>> Begin

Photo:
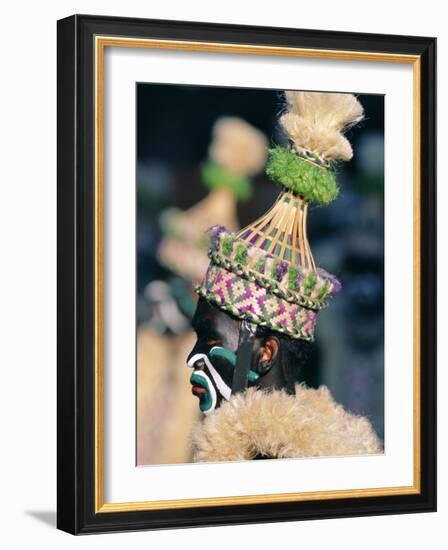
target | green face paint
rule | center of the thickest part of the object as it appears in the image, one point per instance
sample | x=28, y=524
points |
x=208, y=401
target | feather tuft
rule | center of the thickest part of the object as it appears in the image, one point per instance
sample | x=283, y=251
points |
x=315, y=122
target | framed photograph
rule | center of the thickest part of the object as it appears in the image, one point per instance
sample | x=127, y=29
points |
x=246, y=274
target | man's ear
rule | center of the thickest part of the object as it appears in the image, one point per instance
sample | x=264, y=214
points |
x=267, y=355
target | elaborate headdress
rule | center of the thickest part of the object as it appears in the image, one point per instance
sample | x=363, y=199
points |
x=266, y=274
x=237, y=152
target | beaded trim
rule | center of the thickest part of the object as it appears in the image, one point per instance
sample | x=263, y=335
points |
x=247, y=300
x=290, y=282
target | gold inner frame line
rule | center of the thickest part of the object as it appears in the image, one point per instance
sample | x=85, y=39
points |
x=101, y=42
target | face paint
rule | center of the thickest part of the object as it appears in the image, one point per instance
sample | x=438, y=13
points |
x=207, y=402
x=209, y=378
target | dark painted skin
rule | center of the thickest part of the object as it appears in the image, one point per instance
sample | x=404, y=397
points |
x=213, y=327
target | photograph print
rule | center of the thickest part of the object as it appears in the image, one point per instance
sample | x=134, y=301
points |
x=260, y=274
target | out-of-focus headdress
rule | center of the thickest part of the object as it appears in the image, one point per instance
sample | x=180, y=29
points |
x=237, y=152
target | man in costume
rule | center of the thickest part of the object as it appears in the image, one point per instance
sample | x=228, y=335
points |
x=258, y=307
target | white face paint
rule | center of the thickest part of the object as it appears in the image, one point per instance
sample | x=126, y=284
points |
x=202, y=378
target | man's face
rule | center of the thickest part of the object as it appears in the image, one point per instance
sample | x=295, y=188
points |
x=213, y=357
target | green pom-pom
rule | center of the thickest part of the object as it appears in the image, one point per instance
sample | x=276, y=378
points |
x=241, y=253
x=310, y=281
x=292, y=277
x=314, y=183
x=214, y=177
x=227, y=245
x=323, y=291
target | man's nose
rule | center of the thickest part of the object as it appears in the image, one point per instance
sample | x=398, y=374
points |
x=199, y=364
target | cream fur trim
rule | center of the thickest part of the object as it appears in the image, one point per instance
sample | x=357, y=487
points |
x=278, y=425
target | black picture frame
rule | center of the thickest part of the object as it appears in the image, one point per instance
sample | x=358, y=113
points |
x=76, y=510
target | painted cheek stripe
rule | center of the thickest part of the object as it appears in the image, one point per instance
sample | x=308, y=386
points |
x=223, y=388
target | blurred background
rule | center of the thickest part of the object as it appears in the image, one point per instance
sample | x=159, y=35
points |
x=174, y=130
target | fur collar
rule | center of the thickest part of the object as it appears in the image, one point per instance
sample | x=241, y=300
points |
x=278, y=425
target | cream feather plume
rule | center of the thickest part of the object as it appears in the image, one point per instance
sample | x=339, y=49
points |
x=238, y=147
x=316, y=121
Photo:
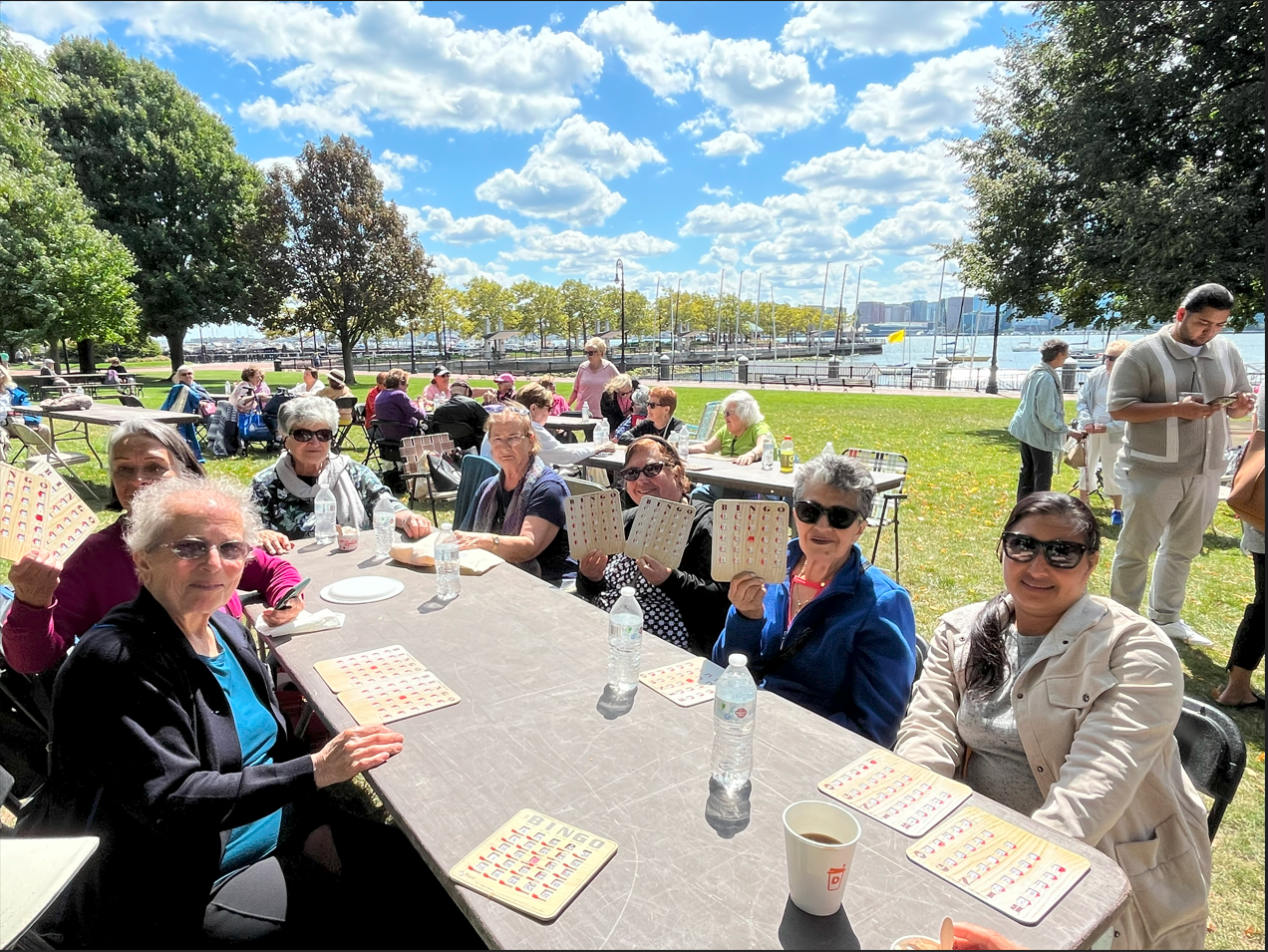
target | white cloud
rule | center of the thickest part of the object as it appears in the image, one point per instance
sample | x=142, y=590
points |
x=881, y=27
x=937, y=96
x=731, y=144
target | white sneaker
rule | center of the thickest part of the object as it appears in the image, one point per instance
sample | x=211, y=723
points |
x=1180, y=631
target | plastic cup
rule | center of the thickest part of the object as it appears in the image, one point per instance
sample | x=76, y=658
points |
x=818, y=869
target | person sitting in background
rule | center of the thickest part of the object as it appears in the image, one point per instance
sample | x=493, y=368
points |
x=838, y=636
x=661, y=404
x=56, y=603
x=396, y=415
x=1063, y=705
x=284, y=492
x=518, y=513
x=684, y=606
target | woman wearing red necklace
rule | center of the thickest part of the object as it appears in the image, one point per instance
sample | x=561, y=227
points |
x=838, y=636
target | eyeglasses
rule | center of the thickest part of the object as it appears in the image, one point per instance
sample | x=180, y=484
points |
x=191, y=549
x=838, y=516
x=1059, y=553
x=308, y=435
x=651, y=471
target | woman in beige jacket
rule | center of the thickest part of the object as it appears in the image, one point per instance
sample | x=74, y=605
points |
x=1063, y=705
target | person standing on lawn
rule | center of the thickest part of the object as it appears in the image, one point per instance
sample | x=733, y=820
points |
x=1174, y=451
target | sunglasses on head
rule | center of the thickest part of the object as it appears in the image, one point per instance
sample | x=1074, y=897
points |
x=838, y=516
x=1059, y=553
x=310, y=435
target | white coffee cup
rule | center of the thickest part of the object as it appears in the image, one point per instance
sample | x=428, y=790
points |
x=818, y=871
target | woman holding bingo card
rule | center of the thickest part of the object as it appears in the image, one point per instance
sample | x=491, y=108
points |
x=838, y=636
x=684, y=606
x=55, y=605
x=1068, y=703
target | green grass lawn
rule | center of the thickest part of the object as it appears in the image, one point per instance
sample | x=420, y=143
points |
x=961, y=485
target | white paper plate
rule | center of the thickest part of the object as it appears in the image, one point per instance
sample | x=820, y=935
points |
x=362, y=588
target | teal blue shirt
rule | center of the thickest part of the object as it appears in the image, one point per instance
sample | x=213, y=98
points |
x=257, y=733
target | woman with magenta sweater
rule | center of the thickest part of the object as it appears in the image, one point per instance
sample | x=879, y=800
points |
x=55, y=603
x=838, y=636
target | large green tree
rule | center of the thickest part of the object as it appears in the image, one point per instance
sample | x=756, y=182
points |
x=163, y=173
x=60, y=275
x=1122, y=159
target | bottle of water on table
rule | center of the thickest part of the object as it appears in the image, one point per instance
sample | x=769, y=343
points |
x=323, y=511
x=385, y=526
x=448, y=568
x=735, y=719
x=624, y=642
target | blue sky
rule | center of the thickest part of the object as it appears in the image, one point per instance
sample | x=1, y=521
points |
x=546, y=140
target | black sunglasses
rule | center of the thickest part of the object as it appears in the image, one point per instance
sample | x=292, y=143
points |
x=838, y=516
x=651, y=471
x=1059, y=553
x=308, y=435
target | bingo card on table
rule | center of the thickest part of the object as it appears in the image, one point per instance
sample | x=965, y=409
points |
x=661, y=530
x=895, y=792
x=1013, y=871
x=40, y=511
x=593, y=521
x=686, y=684
x=750, y=536
x=534, y=863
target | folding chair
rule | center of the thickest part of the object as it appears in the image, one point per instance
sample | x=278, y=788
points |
x=884, y=462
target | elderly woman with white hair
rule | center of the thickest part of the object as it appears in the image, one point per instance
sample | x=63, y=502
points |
x=838, y=636
x=285, y=492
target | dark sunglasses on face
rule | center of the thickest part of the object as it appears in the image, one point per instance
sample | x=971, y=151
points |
x=838, y=516
x=310, y=435
x=1059, y=553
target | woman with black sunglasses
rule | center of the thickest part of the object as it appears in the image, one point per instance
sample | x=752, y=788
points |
x=838, y=636
x=1063, y=705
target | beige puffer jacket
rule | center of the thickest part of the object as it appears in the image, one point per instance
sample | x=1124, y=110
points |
x=1097, y=712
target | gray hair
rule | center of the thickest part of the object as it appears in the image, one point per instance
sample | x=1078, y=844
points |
x=303, y=410
x=839, y=473
x=152, y=508
x=746, y=407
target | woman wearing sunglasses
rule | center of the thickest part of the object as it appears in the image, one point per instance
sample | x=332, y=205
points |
x=285, y=490
x=684, y=606
x=838, y=636
x=1063, y=705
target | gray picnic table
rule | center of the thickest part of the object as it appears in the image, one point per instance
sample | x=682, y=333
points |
x=535, y=729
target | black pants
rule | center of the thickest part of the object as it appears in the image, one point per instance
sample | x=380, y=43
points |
x=1036, y=473
x=1248, y=644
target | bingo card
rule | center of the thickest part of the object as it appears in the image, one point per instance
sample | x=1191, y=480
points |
x=593, y=521
x=750, y=536
x=40, y=511
x=686, y=684
x=661, y=530
x=1013, y=871
x=895, y=792
x=534, y=863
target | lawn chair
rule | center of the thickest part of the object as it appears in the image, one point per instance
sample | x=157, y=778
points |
x=1213, y=756
x=880, y=516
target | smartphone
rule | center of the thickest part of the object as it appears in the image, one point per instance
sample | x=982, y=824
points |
x=285, y=600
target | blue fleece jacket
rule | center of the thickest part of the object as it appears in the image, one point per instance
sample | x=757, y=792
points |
x=860, y=659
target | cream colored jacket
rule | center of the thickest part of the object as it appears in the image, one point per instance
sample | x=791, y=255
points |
x=1097, y=712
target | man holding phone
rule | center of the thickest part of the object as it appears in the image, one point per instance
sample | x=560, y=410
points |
x=1173, y=451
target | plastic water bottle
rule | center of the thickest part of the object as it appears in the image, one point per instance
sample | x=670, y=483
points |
x=624, y=642
x=449, y=582
x=385, y=526
x=323, y=512
x=735, y=719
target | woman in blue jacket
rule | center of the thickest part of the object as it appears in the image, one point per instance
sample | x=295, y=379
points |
x=838, y=636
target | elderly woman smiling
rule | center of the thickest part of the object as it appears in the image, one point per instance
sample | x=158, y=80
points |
x=285, y=490
x=518, y=512
x=184, y=774
x=838, y=636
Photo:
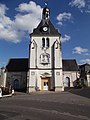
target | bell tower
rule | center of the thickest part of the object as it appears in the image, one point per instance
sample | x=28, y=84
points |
x=45, y=57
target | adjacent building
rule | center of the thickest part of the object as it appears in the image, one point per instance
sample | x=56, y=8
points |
x=85, y=74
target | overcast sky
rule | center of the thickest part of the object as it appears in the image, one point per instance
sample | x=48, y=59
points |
x=19, y=17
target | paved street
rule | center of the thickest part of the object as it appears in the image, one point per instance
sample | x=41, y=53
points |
x=45, y=106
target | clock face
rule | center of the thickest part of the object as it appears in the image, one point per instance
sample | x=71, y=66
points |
x=45, y=29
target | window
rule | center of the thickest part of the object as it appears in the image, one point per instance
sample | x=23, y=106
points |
x=43, y=42
x=44, y=58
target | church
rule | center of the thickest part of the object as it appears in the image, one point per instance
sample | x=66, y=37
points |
x=44, y=70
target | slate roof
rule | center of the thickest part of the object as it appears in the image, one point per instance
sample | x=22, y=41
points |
x=52, y=32
x=70, y=65
x=17, y=65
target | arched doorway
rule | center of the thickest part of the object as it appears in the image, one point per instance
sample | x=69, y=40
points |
x=67, y=82
x=16, y=84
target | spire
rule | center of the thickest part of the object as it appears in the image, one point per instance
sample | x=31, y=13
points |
x=46, y=11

>> End

-- Exercise aim --
Please rewrite everything from the line containing "target | man's nose" down to the line containing "x=174, y=130", both ends included, keeping every line of those rows. Shift each answer point's x and y coordinates by -5, and leave the sample coordinates as they are.

-- Solution for this exercise --
target | man's nose
rule | center of the thickest part of the object as it appears in the image, one point per instance
sample | x=398, y=374
points |
x=194, y=359
target | cream fur trim
rule | center of the thickest part of the object as it appears in the image, one point per instance
sample | x=357, y=487
points |
x=273, y=420
target | black picture frame
rule | center of the thickest part of the object as it appears in the image, one point per instance
sample | x=358, y=113
points |
x=71, y=505
target | painted cheek stripe
rule | center of the thickest part of the object as it appears in the image, one point per instance
sample | x=308, y=386
points |
x=218, y=383
target | blurred background
rule | center of the thickest part of the object as it appears in the image, one point per instance
sample | x=159, y=35
points |
x=169, y=125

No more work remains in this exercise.